━━ Supplied data

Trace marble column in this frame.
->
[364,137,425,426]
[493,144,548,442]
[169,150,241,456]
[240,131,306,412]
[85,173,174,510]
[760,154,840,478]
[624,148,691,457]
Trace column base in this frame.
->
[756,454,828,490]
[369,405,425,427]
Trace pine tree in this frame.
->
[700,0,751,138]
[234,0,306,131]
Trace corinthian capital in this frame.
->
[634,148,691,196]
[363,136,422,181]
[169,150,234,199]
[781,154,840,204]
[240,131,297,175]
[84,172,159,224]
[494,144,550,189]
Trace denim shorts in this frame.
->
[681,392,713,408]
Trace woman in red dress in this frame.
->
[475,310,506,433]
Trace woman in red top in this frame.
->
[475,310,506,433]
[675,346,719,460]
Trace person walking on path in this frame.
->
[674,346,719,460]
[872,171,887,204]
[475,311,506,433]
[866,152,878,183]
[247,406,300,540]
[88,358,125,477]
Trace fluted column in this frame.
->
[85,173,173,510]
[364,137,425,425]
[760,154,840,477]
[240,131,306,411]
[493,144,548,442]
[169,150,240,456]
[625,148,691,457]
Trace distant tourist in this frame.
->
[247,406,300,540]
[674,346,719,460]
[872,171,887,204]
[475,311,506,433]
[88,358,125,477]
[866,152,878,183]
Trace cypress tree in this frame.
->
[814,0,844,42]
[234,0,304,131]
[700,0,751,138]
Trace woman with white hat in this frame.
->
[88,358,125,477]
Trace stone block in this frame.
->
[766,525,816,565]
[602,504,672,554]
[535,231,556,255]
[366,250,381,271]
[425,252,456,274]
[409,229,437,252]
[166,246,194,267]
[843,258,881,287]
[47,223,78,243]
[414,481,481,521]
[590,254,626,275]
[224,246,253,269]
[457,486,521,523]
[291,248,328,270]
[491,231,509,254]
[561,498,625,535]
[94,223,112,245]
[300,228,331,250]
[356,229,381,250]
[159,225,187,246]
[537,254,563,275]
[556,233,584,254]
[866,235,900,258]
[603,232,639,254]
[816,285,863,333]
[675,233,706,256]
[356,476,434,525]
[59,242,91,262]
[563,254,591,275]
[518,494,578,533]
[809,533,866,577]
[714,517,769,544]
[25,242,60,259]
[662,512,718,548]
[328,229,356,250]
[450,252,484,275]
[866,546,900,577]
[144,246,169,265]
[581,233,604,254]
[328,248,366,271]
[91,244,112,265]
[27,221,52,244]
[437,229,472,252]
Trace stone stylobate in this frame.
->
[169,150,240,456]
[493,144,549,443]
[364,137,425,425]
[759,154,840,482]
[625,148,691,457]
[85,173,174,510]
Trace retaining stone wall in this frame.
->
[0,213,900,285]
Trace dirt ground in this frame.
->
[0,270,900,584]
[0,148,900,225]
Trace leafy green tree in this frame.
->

━━━━

**Stated goal:** Show each line of the material above that contains the word "woman". Case matters.

**Complete response:**
Trace woman in red dress in this frame.
Trace woman in red top in this frame.
Trace woman with white hat in this frame.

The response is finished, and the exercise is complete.